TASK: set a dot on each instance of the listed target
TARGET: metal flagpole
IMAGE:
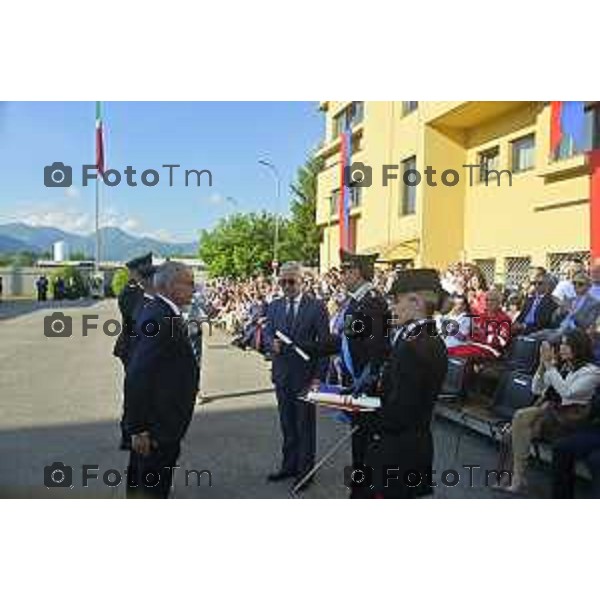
(97, 261)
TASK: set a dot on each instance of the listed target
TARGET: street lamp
(273, 170)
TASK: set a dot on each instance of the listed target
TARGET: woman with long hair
(565, 385)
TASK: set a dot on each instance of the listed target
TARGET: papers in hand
(288, 342)
(336, 396)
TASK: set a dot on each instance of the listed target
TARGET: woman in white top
(455, 326)
(565, 387)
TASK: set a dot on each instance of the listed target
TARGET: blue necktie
(289, 316)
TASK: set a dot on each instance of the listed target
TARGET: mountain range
(116, 244)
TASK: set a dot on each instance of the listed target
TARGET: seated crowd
(480, 324)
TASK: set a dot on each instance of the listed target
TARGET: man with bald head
(303, 319)
(161, 383)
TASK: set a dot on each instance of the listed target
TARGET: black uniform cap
(416, 280)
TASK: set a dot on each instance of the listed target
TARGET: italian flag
(99, 140)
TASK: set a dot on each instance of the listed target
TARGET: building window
(409, 106)
(348, 118)
(523, 153)
(409, 192)
(566, 148)
(489, 160)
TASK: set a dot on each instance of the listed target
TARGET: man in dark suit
(539, 307)
(304, 320)
(400, 449)
(161, 384)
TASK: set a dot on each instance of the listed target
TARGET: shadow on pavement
(9, 309)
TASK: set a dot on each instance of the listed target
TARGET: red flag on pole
(555, 126)
(99, 140)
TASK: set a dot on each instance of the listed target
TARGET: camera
(358, 175)
(358, 326)
(58, 175)
(359, 476)
(58, 475)
(58, 325)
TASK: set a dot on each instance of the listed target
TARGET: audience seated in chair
(489, 331)
(565, 387)
(539, 307)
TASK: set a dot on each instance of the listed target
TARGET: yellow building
(534, 213)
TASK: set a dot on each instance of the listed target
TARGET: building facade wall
(545, 211)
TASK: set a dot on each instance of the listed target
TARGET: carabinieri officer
(400, 446)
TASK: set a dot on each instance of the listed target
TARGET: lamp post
(273, 170)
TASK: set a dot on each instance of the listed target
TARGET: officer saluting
(400, 449)
(131, 300)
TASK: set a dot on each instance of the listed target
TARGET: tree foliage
(242, 244)
(119, 281)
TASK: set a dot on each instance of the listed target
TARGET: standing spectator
(42, 288)
(564, 292)
(477, 287)
(161, 384)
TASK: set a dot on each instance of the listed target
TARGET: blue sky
(226, 137)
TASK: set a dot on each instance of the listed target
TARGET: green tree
(241, 245)
(119, 281)
(303, 237)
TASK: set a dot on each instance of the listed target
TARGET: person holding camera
(400, 444)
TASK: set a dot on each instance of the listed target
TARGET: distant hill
(116, 244)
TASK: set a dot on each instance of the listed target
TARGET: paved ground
(60, 400)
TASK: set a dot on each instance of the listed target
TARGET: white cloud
(72, 192)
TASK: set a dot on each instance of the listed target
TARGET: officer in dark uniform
(364, 343)
(400, 447)
(132, 299)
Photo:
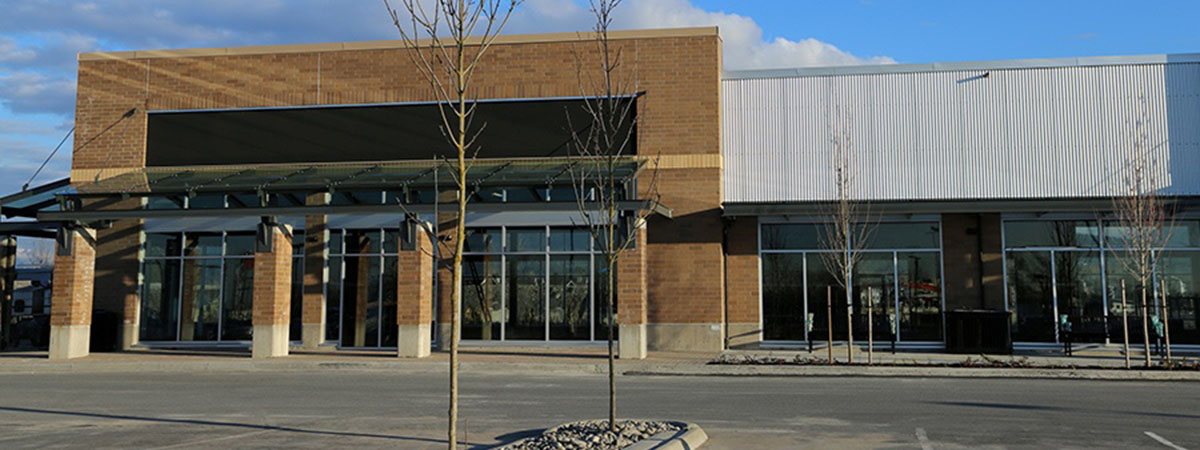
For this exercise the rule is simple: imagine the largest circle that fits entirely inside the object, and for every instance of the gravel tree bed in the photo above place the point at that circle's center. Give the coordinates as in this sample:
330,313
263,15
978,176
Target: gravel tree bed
595,435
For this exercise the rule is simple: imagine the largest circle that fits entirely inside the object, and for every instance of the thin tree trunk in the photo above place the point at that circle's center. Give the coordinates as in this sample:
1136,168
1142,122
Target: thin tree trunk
1167,323
829,321
612,372
460,235
850,318
870,328
1145,324
1125,322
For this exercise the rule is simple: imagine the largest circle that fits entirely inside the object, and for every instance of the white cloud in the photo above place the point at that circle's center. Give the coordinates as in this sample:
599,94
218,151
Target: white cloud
35,93
744,43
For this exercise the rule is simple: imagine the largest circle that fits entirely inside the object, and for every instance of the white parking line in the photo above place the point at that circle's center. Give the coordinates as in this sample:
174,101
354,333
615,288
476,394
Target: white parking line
923,439
1163,441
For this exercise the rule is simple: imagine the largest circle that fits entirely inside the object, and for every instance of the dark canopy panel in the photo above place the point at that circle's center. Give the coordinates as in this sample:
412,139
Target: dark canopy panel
394,132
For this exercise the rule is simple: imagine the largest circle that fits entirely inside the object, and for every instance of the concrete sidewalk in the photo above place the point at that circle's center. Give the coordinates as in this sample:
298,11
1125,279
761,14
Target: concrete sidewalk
541,360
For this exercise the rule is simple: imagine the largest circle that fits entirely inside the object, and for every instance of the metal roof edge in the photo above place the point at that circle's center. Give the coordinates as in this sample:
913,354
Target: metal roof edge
563,36
1013,64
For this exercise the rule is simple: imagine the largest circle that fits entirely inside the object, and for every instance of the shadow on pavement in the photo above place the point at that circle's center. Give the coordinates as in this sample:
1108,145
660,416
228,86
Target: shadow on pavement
209,423
1065,409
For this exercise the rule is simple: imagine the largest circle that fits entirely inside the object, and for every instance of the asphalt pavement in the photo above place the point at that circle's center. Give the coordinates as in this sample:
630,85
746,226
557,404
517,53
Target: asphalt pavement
343,408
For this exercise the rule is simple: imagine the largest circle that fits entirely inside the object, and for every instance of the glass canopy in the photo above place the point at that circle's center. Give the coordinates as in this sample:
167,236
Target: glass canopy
342,177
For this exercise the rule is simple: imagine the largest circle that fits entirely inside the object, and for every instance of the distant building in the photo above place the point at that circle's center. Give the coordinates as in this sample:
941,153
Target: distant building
991,185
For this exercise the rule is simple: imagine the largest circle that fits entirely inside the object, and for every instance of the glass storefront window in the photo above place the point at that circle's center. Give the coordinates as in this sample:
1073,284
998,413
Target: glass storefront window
481,298
792,237
526,294
1031,297
526,240
569,240
160,300
360,301
481,240
900,286
1080,234
905,235
877,271
919,279
238,300
163,244
240,244
201,305
570,297
822,286
1180,271
783,297
363,241
202,245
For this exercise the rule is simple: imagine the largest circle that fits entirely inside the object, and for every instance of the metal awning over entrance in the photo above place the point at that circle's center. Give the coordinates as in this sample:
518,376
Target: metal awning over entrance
294,181
19,210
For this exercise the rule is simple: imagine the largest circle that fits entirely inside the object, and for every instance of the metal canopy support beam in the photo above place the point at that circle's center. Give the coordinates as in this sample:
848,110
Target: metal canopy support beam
39,190
27,211
942,207
523,207
29,229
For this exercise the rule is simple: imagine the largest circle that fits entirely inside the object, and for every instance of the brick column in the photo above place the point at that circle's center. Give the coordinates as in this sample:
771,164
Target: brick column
273,293
75,273
631,295
414,297
7,281
316,275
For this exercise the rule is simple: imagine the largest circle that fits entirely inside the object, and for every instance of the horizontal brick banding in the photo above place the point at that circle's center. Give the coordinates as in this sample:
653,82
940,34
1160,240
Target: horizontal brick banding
273,282
73,282
414,277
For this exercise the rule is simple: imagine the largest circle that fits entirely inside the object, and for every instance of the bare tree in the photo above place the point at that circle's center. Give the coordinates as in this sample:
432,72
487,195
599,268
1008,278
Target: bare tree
448,63
609,85
40,255
1143,215
847,228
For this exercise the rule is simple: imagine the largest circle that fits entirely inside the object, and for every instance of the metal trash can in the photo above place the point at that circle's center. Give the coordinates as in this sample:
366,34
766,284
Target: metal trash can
978,331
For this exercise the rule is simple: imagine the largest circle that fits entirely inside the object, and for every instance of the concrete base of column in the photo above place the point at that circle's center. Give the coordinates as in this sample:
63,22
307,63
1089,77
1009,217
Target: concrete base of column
270,341
70,341
633,341
129,336
444,337
414,341
311,336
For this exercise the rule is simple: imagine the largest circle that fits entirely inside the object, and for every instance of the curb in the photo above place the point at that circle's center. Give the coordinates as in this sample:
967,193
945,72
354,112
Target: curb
913,372
690,438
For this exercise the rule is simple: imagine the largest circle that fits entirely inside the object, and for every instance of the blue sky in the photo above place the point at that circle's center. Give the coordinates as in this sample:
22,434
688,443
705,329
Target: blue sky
40,39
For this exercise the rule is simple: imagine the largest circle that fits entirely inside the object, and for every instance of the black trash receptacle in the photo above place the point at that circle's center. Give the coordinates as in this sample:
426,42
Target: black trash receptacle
978,331
105,328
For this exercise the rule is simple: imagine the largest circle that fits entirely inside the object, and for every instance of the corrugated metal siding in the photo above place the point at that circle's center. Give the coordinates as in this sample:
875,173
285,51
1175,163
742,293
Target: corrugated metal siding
1056,132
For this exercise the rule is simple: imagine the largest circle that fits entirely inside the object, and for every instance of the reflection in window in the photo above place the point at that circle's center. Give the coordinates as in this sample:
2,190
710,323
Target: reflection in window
238,306
1031,297
570,297
160,300
526,293
903,287
481,298
783,297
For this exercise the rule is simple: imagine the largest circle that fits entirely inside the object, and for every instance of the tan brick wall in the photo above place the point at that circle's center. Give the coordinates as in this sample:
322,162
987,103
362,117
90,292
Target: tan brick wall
73,282
273,282
742,273
631,276
679,114
117,264
414,277
316,252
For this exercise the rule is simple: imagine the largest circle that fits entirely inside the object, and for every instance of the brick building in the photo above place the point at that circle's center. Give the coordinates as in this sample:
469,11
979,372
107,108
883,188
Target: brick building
252,197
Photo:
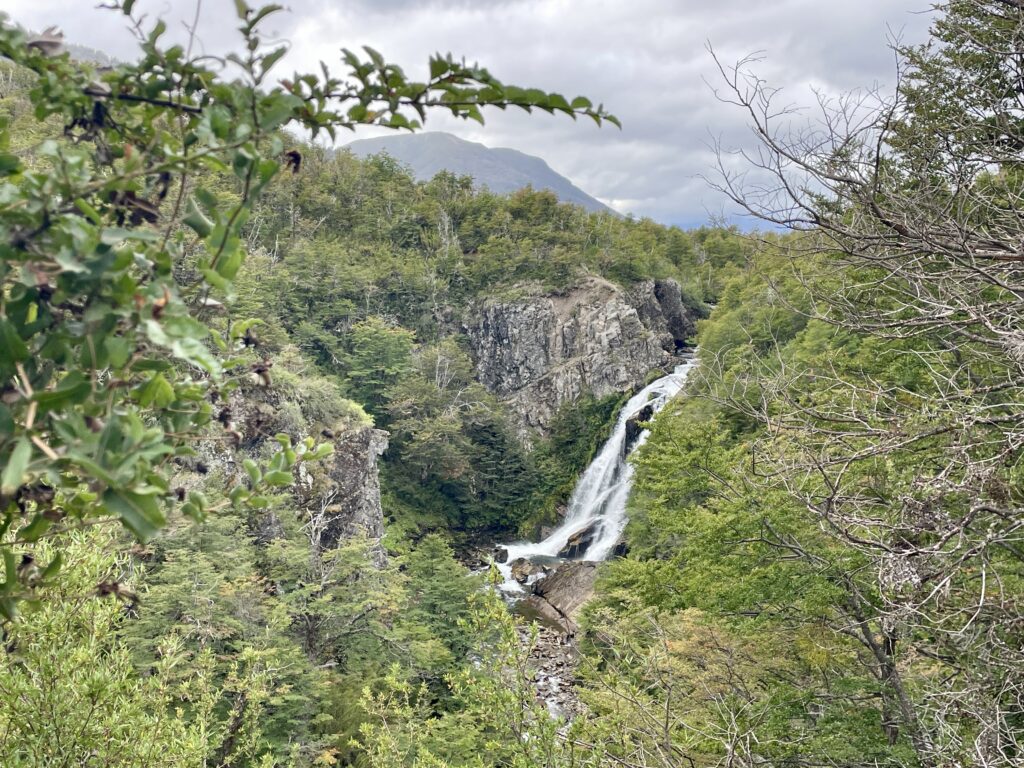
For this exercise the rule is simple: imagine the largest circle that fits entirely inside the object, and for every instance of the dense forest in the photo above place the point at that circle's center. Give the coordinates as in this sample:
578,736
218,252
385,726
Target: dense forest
250,457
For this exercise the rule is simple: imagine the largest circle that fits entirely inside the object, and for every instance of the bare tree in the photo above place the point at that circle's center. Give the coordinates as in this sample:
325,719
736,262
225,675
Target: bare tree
911,211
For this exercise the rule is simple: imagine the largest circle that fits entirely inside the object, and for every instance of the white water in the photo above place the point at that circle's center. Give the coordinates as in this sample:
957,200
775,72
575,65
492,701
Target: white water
600,496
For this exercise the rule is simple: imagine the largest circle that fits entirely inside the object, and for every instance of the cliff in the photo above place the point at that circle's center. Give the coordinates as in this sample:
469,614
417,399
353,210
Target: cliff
541,351
339,495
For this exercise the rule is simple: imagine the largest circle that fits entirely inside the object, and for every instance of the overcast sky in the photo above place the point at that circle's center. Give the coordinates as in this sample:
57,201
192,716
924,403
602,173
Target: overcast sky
644,59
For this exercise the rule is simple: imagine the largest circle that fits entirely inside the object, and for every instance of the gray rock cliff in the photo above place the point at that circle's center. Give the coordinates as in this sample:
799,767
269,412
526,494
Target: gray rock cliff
541,351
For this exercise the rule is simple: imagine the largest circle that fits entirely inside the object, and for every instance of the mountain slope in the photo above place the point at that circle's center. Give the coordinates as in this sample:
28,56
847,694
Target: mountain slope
501,170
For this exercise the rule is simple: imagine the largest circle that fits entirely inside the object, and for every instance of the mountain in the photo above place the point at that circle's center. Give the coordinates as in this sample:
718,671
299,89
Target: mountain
501,170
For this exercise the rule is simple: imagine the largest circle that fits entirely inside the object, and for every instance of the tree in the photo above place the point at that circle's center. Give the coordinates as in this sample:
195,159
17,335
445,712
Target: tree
911,207
119,243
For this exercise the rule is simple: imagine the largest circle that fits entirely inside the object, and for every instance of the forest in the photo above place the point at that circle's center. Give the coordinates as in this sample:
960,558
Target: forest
252,470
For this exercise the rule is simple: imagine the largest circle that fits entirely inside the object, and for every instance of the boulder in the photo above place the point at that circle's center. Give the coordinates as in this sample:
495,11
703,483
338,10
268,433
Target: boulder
559,596
522,569
579,543
633,428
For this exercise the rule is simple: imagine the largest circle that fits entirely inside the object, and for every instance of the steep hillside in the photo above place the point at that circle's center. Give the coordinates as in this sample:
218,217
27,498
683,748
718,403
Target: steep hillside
499,169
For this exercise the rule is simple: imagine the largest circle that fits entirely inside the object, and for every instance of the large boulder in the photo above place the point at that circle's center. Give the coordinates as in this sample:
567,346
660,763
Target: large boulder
633,428
559,596
522,569
579,543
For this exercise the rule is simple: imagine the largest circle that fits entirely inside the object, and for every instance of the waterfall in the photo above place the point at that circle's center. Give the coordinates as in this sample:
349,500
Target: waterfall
597,507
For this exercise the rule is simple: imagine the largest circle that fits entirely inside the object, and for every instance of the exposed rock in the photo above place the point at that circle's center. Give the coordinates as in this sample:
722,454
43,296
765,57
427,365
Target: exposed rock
522,569
579,543
659,306
541,351
559,596
352,494
633,428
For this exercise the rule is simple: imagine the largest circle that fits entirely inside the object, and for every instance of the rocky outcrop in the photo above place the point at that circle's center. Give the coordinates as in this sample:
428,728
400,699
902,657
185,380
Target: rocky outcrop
340,493
558,597
541,351
351,496
580,542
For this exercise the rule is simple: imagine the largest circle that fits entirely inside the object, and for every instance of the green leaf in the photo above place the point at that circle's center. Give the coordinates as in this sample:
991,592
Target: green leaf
279,478
253,471
197,221
12,348
52,567
17,465
140,514
118,350
31,532
438,67
158,391
111,236
74,388
9,165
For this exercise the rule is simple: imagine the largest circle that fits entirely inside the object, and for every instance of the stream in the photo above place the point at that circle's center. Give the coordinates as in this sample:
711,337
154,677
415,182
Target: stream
596,514
591,531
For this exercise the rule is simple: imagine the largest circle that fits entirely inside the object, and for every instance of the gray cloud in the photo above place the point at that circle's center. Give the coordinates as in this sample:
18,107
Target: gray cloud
645,60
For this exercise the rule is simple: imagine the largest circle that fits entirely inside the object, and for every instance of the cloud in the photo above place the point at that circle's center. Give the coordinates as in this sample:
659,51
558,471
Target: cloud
646,60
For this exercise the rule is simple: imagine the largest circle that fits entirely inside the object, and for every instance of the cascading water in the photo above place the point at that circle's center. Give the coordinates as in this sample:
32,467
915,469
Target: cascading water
598,502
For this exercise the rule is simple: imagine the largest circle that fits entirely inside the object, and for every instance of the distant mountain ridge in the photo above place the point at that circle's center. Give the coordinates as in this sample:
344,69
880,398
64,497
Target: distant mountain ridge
501,170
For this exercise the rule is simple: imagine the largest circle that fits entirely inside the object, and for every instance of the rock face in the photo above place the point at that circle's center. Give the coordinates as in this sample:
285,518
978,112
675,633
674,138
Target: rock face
558,597
353,492
579,543
342,489
541,351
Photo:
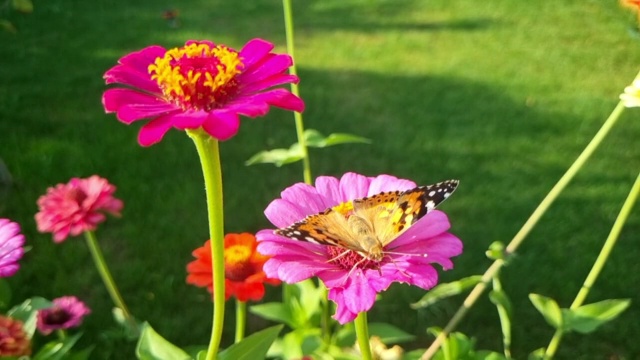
------------
— PROBLEM TO SOLVE —
State how many lines in the items above contain the word "trash", giving only the number.

— EXPECTED ANSWER —
4